_PROBLEM DETAILS_. Give back the listing in full and exactly, leaving out the images.

_INFORMATION GIVEN_.
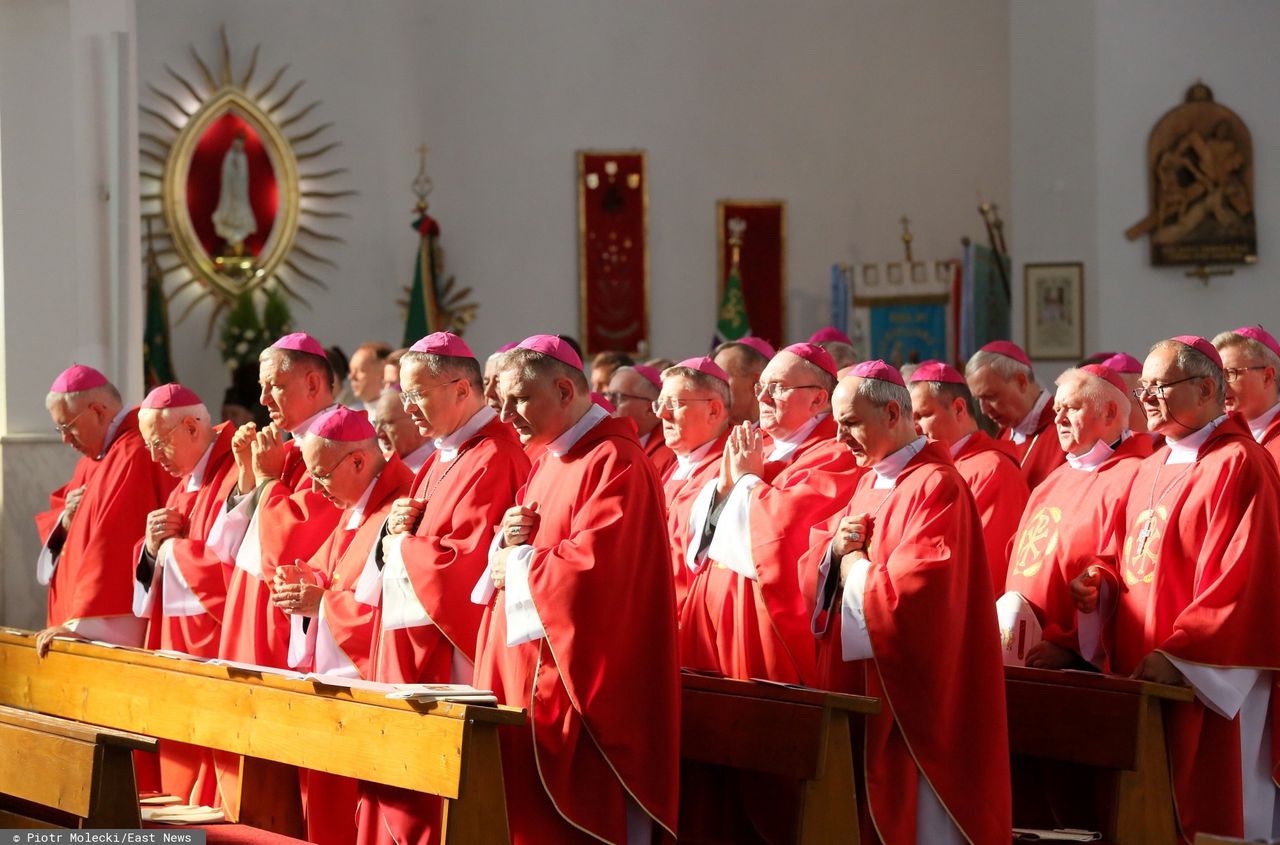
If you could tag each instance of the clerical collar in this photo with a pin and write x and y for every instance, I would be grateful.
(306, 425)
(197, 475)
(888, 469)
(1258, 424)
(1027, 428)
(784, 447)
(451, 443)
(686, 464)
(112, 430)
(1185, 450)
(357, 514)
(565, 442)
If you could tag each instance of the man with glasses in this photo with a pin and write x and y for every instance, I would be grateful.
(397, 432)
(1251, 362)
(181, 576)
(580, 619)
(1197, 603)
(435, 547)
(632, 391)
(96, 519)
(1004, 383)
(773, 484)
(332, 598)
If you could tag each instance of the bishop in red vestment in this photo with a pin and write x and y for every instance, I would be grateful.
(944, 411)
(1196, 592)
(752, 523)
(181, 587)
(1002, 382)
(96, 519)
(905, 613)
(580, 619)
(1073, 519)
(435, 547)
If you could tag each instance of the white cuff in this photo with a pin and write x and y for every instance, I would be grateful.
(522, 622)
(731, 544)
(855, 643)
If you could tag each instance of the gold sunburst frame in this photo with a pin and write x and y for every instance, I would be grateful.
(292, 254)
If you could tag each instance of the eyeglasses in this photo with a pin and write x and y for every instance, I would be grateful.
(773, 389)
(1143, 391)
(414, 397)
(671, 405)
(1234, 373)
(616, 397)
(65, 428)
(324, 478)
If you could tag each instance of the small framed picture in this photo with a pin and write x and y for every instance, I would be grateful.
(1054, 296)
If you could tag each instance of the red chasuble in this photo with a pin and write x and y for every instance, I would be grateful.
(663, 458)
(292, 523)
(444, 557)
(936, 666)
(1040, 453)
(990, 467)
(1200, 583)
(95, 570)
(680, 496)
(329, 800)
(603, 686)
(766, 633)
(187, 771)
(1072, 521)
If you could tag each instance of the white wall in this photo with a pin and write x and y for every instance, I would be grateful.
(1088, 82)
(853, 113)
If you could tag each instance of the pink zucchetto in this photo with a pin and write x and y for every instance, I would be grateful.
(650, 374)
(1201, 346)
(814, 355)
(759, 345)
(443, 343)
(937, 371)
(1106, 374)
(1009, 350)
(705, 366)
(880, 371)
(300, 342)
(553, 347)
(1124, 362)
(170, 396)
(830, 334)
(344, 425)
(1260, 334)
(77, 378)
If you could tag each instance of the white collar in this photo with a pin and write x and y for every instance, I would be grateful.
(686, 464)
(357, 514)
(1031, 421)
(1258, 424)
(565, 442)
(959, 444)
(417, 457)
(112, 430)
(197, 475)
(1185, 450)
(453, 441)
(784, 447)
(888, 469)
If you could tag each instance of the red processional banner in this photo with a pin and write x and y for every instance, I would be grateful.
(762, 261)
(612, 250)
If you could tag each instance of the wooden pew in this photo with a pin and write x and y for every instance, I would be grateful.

_FINISHED TASK_.
If you could tag each instance of the clerical collar in this photo with a pin and write x and y for every instance, I would be grateful.
(306, 425)
(197, 475)
(888, 469)
(1258, 424)
(1027, 428)
(784, 447)
(451, 443)
(686, 464)
(112, 430)
(1185, 450)
(357, 514)
(565, 442)
If you could tag each instance of the man with glasses in this photo with a pin and write x and y for every instance, I would be grateful.
(397, 432)
(1251, 362)
(181, 576)
(580, 619)
(1197, 603)
(435, 547)
(632, 391)
(96, 519)
(1004, 383)
(773, 484)
(332, 598)
If you could tag each instance of the bishop in red vestment in this photo with a pin and write x and y for every instance, I would be grateful.
(944, 411)
(1196, 592)
(752, 523)
(181, 587)
(1002, 382)
(96, 519)
(905, 613)
(580, 619)
(1073, 519)
(435, 547)
If you could tag each instance of the white cuff in this photo with a pin and write x and y for every instance, I would be grateful.
(522, 622)
(731, 544)
(855, 643)
If you could tag each instance of the gold sunburst frame in this photo with a pin and write x and y for every instance, I would be grateful.
(292, 254)
If you could tag each instance of the eyeglasses in this photo with a pin and write x and y for every instance, I would be grateful.
(773, 389)
(1143, 391)
(414, 397)
(671, 405)
(1234, 373)
(616, 397)
(65, 428)
(324, 478)
If you could tag each instance of the small framed picture in this photo with a pin and write x and y for every instance, I would be grateful.
(1054, 296)
If you could tag each instance of the red chasuble in this photo with a pin and write x and y for every instance, I would be grateful.
(663, 458)
(292, 523)
(444, 557)
(936, 666)
(1040, 453)
(990, 467)
(1200, 583)
(95, 570)
(680, 496)
(329, 800)
(603, 686)
(766, 633)
(187, 771)
(1072, 521)
If you could tag each instance of the white wall in this photo with a pin and write x and y for every instance, I would be grateful.
(1088, 82)
(853, 113)
If you could tag each instance of the pink zucchetto in this photo with a pin and write x and y for every instance, I would be grateful.
(650, 374)
(1201, 346)
(814, 355)
(759, 345)
(443, 343)
(937, 371)
(1106, 374)
(1009, 350)
(705, 366)
(880, 371)
(300, 342)
(553, 347)
(1124, 362)
(170, 396)
(830, 334)
(344, 425)
(1260, 334)
(77, 378)
If you could tag each instance of the white collar in this photo with a pin and write x and y for every instance, I would be grateful.
(686, 464)
(357, 514)
(1031, 421)
(1258, 424)
(565, 442)
(959, 444)
(417, 457)
(112, 430)
(197, 475)
(1185, 450)
(453, 441)
(784, 447)
(888, 469)
If you could tag each instance of the red processional banner in this photo with a pin and write x and y for every instance, I would be grateful.
(762, 261)
(612, 250)
If you could tag each instance of the wooden pew in this photo with a pin and write x and y for every instance, I would be grateful.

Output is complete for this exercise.